Rewrite all of the entries below as a numbered list, skipping blank lines and leaving out the pictures.

-- start of Raw data --

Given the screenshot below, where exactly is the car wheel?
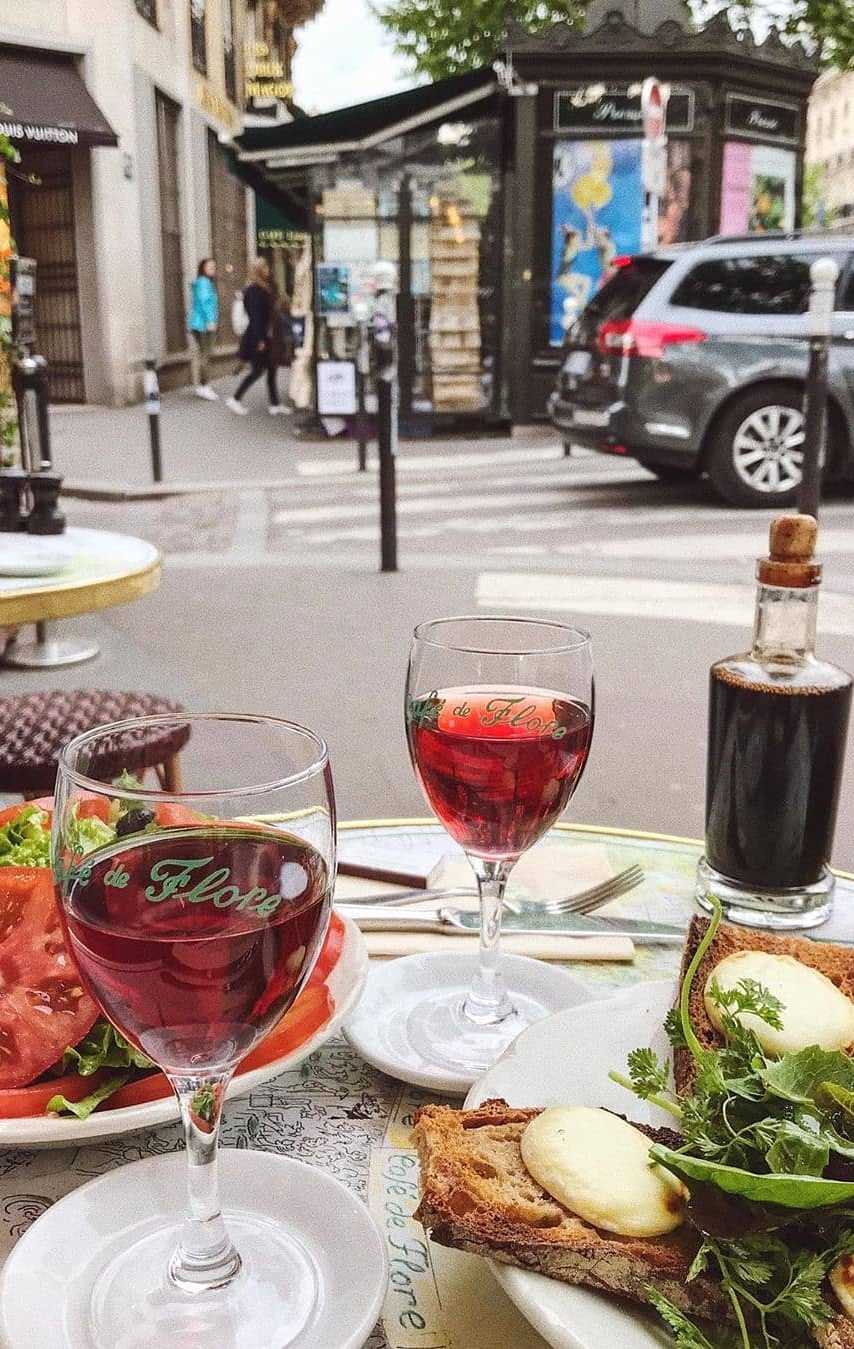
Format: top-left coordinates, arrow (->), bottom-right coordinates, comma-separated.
707,384 -> 804,507
638,459 -> 700,483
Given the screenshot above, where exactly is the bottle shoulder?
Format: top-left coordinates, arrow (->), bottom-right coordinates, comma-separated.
710,652 -> 854,692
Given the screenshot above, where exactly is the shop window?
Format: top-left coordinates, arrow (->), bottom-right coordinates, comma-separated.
208,130 -> 248,341
154,90 -> 186,352
190,0 -> 208,76
134,0 -> 158,28
671,254 -> 815,314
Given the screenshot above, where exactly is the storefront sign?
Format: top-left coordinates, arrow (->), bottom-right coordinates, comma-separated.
0,121 -> 80,146
246,42 -> 294,103
726,93 -> 800,144
554,85 -> 693,136
317,360 -> 358,417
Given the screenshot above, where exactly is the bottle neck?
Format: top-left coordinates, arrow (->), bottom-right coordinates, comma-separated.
751,581 -> 819,666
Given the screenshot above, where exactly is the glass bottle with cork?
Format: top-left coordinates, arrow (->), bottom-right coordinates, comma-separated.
696,515 -> 851,928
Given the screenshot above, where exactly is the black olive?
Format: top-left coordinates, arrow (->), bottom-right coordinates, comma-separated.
116,809 -> 154,839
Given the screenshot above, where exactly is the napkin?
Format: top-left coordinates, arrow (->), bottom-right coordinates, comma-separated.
335,843 -> 634,960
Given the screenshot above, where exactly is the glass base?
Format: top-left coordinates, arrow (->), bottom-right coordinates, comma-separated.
89,1213 -> 320,1349
695,857 -> 836,932
406,985 -> 549,1079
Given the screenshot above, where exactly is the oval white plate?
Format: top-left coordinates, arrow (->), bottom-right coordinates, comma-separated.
465,979 -> 673,1349
0,919 -> 368,1148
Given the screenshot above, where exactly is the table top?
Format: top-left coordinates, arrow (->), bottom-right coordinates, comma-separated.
0,527 -> 161,625
0,820 -> 854,1349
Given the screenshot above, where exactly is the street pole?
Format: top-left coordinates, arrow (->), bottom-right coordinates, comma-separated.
143,360 -> 163,483
797,258 -> 839,519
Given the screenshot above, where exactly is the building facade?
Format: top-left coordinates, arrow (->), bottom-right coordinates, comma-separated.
807,70 -> 854,225
0,0 -> 251,405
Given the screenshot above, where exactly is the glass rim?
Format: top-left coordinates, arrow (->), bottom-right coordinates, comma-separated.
57,712 -> 329,801
413,614 -> 592,656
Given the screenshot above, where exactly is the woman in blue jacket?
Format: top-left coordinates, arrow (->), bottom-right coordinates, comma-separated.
190,258 -> 220,398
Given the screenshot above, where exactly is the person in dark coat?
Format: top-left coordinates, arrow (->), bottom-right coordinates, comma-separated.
225,258 -> 285,417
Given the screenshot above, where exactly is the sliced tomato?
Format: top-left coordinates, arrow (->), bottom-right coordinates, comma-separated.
0,1072 -> 107,1120
0,866 -> 98,1090
308,912 -> 347,987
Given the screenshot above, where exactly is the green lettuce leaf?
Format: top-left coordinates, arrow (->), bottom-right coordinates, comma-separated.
62,1017 -> 154,1078
649,1143 -> 854,1210
0,805 -> 50,866
47,1072 -> 131,1120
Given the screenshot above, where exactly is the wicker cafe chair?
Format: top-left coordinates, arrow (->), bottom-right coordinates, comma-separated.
0,688 -> 190,799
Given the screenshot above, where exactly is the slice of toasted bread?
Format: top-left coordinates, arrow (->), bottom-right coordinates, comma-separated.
673,917 -> 854,1094
414,1099 -> 854,1349
414,1101 -> 727,1317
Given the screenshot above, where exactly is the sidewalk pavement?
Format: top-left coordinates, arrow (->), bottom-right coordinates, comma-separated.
50,376 -> 554,500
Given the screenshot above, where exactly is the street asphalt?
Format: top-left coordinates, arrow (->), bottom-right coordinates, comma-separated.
9,375 -> 854,867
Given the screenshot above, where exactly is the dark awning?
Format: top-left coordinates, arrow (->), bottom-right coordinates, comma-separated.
0,47 -> 119,146
235,66 -> 498,166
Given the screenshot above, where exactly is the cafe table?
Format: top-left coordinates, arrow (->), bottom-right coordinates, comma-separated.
0,820 -> 854,1349
0,527 -> 161,669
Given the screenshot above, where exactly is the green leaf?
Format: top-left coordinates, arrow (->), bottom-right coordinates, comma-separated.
760,1044 -> 854,1105
649,1143 -> 854,1210
47,1072 -> 131,1120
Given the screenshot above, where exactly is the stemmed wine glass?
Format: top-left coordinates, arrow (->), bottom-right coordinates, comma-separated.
53,715 -> 345,1349
406,616 -> 594,1078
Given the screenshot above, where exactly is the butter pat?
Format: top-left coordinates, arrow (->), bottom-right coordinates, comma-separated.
521,1106 -> 687,1237
703,951 -> 854,1056
830,1256 -> 854,1321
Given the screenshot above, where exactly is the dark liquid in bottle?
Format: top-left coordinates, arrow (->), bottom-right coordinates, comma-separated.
706,666 -> 851,889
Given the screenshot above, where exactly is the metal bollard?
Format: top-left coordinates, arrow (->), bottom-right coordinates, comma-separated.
797,258 -> 839,519
143,360 -> 163,483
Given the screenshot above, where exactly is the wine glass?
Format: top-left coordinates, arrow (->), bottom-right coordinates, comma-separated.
406,616 -> 594,1078
53,714 -> 336,1349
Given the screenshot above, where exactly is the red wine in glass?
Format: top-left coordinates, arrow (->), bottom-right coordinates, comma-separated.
65,827 -> 331,1074
406,685 -> 592,859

-- end of Raw data --

Result →
1. Given the screenshot below, where exactly is the car wheel?
2. Format: top-left coordinates, arrow (->), bottom-right coordinates, comma-separated.
3. 707,384 -> 804,507
4. 638,459 -> 700,483
5. Given the screenshot above, where exactly is the bottle shoulder?
6. Format: top-left coordinates, arrow (->), bottom-right coordinates, comma-separated.
7. 710,652 -> 854,692
8. Given the screenshot above, where exactly is the shop window?
9. Format: top-left coordinates, arrow (->), bottom-right coordinates, comma-separated.
10. 208,130 -> 248,341
11. 154,90 -> 186,352
12. 190,0 -> 208,76
13. 134,0 -> 158,28
14. 671,254 -> 815,314
15. Given the screenshot above, where exactly is the storefront sign?
16. Format: top-left coordinates, arrow (->), bottom-right coordinates, comma-separated.
17. 0,121 -> 80,146
18. 246,42 -> 294,103
19. 726,93 -> 800,144
20. 554,85 -> 693,136
21. 317,360 -> 358,417
22. Given the screenshot above, where exactly is the bottle neck?
23. Format: top-left coordinates, arrow (->), bottom-right coordinates, comma-separated.
24. 751,581 -> 819,666
25. Given the screenshot above, where exactly is the glass bottle with cork?
26. Format: top-left coordinates, arrow (->), bottom-right coordinates, comma-separated.
27. 696,515 -> 851,928
28. Given the screenshot above, where exactly is the black olive?
29. Format: top-left coordinates, arrow (->), bottom-right coordinates, comma-separated.
30. 116,809 -> 154,839
31. Given the screenshot above, where exactly is the napkin?
32. Format: top-left coordinates, arrow (->), bottom-right coordinates, comma-separated.
33. 335,843 -> 634,960
34. Given the screenshot above, where exactly is the glass base?
35. Format: top-left coordinates, arrow (->), bottom-right coordinates, comma-separated.
36. 89,1213 -> 320,1349
37. 695,857 -> 836,932
38. 406,985 -> 549,1079
39. Given the screenshot above, where exactly is the oval white plate?
40. Format: top-left coordinates, arrow (->), bottom-right coordinates, comma-separated.
41. 465,979 -> 673,1349
42. 0,919 -> 368,1148
43. Given the screenshot above, where exactly is the table top?
44. Format: top-left coordinates, arrow (->), bottom-right coordinates, comma-separated.
45. 0,527 -> 161,625
46. 0,820 -> 854,1349
47. Given the screenshot above, where exactly is the street pole?
48. Format: top-left coordinates, arrow (->), bottom-right coordinates, comma-separated.
49. 143,360 -> 163,483
50. 797,258 -> 839,519
51. Given the screenshot above, where exactly is the building facade?
52. Format: top-left coordinates, arrow (->), bottom-right coordinates, comma-separated.
53. 807,70 -> 854,225
54. 0,0 -> 251,405
55. Given the screenshot above, where exactly is the glass rim?
56. Format: top-left coordinates, arrow (->), bottom-right coordinates, comma-separated.
57. 57,712 -> 329,801
58. 413,614 -> 592,656
59. Given the screenshot above, where exactly is the woman in blue jacket?
60. Format: top-left coordinates, arrow (->), bottom-right coordinates, comma-separated.
61. 190,258 -> 220,398
62. Given the screenshot above, where exactly is the person in dark coat?
63. Format: top-left coordinates, arrow (->), bottom-right coordinates, comma-separated.
64. 225,258 -> 285,417
65. Given the screenshot above, where exactly is the sliced tomato?
66. Format: top-left coordinates, arrow (->), bottom-right coordinates, comma-separated.
67. 0,1072 -> 107,1120
68. 0,866 -> 98,1090
69. 308,912 -> 347,987
70. Given the screenshot above, where exactly is the green lettuce leaf?
71. Format: top-left coordinates, arrow (->), bottom-right coordinates, comma-separated.
72. 62,1017 -> 154,1078
73. 649,1143 -> 854,1210
74. 0,805 -> 50,866
75. 47,1072 -> 131,1120
76. Given the screenshot above, where exactly is the wicker cafe chair?
77. Format: top-left coordinates, arrow (->), bottom-right coordinates, comma-separated.
78. 0,688 -> 190,799
79. Given the screenshot above, where exactly is the slice of toasted bread?
80. Format: top-left coordinates, arrow (->), bottom-right coordinates, comma-separated.
81. 673,917 -> 854,1094
82. 414,1099 -> 854,1349
83. 414,1101 -> 727,1317
84. Given the screenshot above, where exactly is the sidewalk pavement?
85. Format: top-left coordinates, arrow (->), bottom-right coordinates, comma-separated.
86. 50,376 -> 554,500
87. Given the screenshot above, where exactly is the street asphalt?
88. Format: top-left coordinates, arrow (->), bottom-right coordinates, comma-separated.
89. 9,375 -> 854,867
90. Given the screenshot above, where exactly is the dark awning?
91. Format: top-left coordinates, arrow (->), bottom-right coordinates, comma-separated.
92. 0,47 -> 119,146
93. 235,66 -> 498,166
94. Given the screenshot above, where exactly is the cafe table?
95. Format: top-left coordinates, arrow (->), bottom-right coordinates, comma-separated.
96. 0,820 -> 854,1349
97. 0,527 -> 161,669
98. Given the screenshot above, where exactly is the green leaf?
99. Format: top-left coordinates, arrow (->), bottom-right coordinates, comma-separated.
100. 760,1044 -> 854,1105
101. 649,1143 -> 854,1210
102. 47,1072 -> 131,1120
103. Given the screenshot above, where exactly is the stemmed wine glass?
104. Format: top-left coordinates, arrow (->), bottom-right coordinates, comma-separated.
105. 53,715 -> 345,1349
106. 406,616 -> 594,1078
107. Given the screenshot above, where exactly is the butter pat?
108. Format: top-left coordinates, arrow (->), bottom-right coordinates, comma-separated.
109. 521,1106 -> 687,1237
110. 703,951 -> 854,1056
111. 830,1256 -> 854,1321
112. Given the screenshot above, where exactly is the dark liquid in bottle?
113. Format: top-left coordinates, arrow (->), bottom-right coordinates, comma-separated.
114. 706,666 -> 851,889
115. Given the screenshot above, where exactly is the metal bollard?
116. Format: top-left coordinates, arrow (->), bottom-right coordinates, comma-separated.
117. 797,258 -> 839,519
118. 143,360 -> 163,483
119. Given the screenshot above, where exactly is the wine glass?
120. Format: top-left coordinates, arrow (->), bottom-right coordinates, comma-separated.
121. 406,616 -> 594,1078
122. 53,714 -> 336,1349
123. Given the screenshot above, where exactly is the red wine in glass?
124. Format: top-left coordinates, arrow (->), bottom-right coordinates, comma-separated.
125. 65,827 -> 331,1074
126. 406,685 -> 592,859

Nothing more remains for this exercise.